**What to do**.
In the forum thread below about the firstboot option, what happens to the sentinel file once the boot process completes?

**Provided passage**.
....
# firstboot



## balanga (Mar 15, 2018)

I recently became aware of the firstboot option for rc scripts but The Handbook does not mention anything about the option as far as I can see.

Where would I find any documentation on how to use this?

And would it be possible to install various pkgs as part of a first boot?


----------



## Phishfry (Mar 15, 2018)

firstboot is a zero K file which resides in the root directory. It acts as a sentinel for rc.d scripts with the KEYWORD= firstboot
sysutils/firstboot-pkgs/

_firstboot___sentinel_
(_str_) This variable specifies the full path to a ``first
boot''sentinel file.If a file exists with this path, _rc.d_
scripts with the ``firstboot'' keyword will be run on startup
and the sentinel file will be deleted after the boot process
completes.  The sentinel file must be located on a writable
file system which is mounted no later than _early___late___divider_
to function properly.The default is _/firstboot_.

https://www.freebsd.org/cgi/man.cgi?query=rc.conf


----------



## balanga (Mar 15, 2018)

It would be useful to see an example of such an rc.d script.


----------



## SirDice (Mar 15, 2018)
....
**Dataset excerpt**.
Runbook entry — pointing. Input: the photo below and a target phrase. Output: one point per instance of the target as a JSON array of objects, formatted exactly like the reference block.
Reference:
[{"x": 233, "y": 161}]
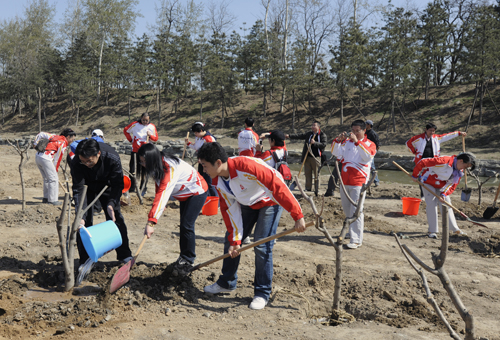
....
**The answer**.
The sentinel file is deleted.